PROBLEM REQUIREMENTS » Please list every option the mailing-list post below offers for sorting messages.

## begin EXCERPT TO READ

RFR for 6443578: Continuation lines in JAR manifests do not follow RFC-822 (original) (raw)
Philipp Kunz philipp.kunz at paratix.ch
Fri May 4 08:25:18 UTC 2018
- Previous message: RFR for 6202130: java.util.jar.Attributes.writeMain() can't handle multi-byte chars
- Next message: RFR for 6443578 and 6202130: UTF-8 in Manifests / interesting impl and use of deprecated code
- Messages sorted by: [ date ] [ thread ] [ subject ] [ author ]
Hi Sherman,
Thanks again for pointing out that fewer changes are sufficient. I prepared another patch for 6443578.
http://files.paratix.ch/jdk/6443578/webrev.02/ http://files.paratix.ch/jdk/6443578/webrev.02.zip
The approach is basically, not to put a line break where a utf character continuation byte follows which can be tested with a bit mask.

## end EXCERPT TO READ
## begin EXTRACTED MATERIAL

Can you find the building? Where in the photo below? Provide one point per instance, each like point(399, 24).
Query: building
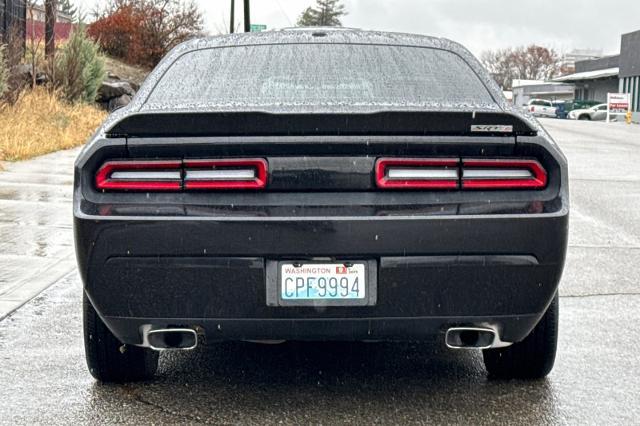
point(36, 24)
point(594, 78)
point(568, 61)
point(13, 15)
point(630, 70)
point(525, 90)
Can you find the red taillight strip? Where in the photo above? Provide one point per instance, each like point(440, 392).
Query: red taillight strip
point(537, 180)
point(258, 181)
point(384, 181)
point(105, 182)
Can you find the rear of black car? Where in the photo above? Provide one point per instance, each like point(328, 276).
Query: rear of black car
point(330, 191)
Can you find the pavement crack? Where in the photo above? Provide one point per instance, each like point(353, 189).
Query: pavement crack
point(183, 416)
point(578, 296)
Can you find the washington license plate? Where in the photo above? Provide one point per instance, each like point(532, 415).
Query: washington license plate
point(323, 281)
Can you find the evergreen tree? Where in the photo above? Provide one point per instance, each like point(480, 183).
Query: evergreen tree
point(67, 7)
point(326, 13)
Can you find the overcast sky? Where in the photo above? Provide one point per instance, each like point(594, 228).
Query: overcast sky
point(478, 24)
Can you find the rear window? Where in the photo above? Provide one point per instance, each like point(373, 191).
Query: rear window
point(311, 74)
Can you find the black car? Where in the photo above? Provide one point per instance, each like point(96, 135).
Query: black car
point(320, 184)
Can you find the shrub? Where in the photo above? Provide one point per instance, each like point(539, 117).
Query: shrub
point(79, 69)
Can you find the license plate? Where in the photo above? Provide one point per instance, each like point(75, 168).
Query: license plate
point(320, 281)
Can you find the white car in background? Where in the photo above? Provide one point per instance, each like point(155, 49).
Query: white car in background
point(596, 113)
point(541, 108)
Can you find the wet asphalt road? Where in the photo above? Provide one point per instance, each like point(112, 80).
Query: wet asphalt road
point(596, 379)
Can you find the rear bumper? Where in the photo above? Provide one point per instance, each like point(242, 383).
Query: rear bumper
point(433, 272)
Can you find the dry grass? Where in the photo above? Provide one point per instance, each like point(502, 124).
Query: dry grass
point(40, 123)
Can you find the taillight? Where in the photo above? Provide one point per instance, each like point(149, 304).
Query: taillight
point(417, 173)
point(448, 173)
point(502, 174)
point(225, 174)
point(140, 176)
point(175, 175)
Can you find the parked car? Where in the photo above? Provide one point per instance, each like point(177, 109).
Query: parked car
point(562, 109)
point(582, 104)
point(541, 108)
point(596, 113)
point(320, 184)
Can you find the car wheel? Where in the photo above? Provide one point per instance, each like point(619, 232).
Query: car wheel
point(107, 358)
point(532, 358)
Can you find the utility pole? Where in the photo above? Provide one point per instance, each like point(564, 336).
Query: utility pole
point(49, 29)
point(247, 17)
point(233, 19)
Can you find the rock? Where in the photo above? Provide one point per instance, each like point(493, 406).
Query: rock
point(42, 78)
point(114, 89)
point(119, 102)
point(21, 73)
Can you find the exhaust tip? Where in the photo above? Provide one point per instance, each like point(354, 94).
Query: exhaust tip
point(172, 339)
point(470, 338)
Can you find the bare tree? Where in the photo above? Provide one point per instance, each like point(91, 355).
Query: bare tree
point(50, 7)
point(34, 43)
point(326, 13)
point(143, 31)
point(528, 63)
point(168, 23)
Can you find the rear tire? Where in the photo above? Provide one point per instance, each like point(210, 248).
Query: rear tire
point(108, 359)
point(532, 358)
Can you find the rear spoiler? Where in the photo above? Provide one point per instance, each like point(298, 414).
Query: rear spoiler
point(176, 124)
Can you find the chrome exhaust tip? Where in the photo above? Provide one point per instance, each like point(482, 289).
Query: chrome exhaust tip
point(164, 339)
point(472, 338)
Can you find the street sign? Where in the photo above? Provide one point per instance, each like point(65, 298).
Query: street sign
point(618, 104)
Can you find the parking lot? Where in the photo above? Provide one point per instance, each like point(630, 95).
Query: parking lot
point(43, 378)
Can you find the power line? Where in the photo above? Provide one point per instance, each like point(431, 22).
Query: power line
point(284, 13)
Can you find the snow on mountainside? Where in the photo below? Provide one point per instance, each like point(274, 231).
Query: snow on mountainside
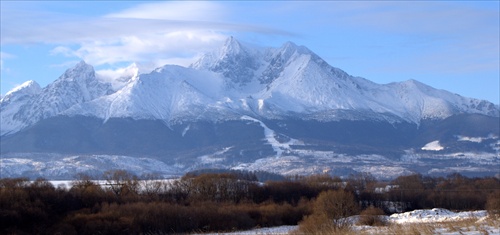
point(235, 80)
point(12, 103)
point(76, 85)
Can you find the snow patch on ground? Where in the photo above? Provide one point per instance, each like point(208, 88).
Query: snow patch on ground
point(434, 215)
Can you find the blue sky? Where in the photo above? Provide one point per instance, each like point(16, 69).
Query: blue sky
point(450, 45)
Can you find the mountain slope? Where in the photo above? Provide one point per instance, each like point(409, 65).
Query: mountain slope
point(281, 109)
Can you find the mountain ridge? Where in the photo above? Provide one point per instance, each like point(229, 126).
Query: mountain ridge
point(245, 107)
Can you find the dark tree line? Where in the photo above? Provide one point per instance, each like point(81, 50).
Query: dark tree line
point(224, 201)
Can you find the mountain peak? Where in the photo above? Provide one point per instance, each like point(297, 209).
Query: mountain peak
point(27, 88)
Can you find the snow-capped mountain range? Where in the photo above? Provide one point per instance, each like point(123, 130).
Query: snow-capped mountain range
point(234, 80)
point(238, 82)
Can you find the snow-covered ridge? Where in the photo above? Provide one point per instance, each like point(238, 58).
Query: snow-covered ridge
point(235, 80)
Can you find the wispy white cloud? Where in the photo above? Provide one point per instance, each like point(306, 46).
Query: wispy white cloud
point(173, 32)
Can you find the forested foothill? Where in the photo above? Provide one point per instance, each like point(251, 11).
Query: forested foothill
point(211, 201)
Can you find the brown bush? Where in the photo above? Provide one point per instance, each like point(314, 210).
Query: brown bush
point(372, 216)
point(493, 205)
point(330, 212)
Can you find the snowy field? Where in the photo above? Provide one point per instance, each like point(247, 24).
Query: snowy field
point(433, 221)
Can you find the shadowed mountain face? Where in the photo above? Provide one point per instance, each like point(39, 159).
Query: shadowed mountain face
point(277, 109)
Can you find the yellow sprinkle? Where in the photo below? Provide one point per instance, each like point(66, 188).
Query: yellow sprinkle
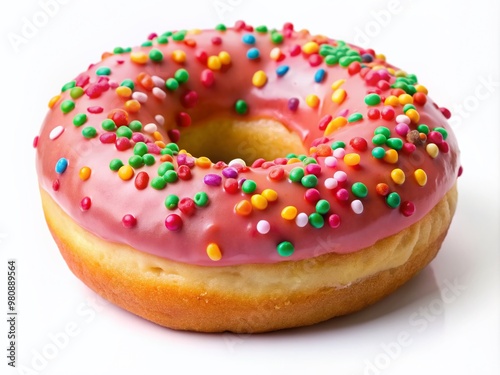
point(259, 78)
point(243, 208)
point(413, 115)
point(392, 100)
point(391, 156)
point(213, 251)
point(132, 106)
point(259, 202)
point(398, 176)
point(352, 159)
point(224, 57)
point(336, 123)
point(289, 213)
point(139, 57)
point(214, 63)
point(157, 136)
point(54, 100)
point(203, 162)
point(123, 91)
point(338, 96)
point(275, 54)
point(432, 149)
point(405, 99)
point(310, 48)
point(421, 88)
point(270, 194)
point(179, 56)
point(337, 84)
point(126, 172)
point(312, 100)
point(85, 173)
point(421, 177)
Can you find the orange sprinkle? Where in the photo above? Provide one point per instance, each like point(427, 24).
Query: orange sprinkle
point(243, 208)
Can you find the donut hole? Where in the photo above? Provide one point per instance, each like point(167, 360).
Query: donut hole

## end EXTRACTED MATERIAL

SOLUTION FOR THIS PROBLEM » date, thread, subject, author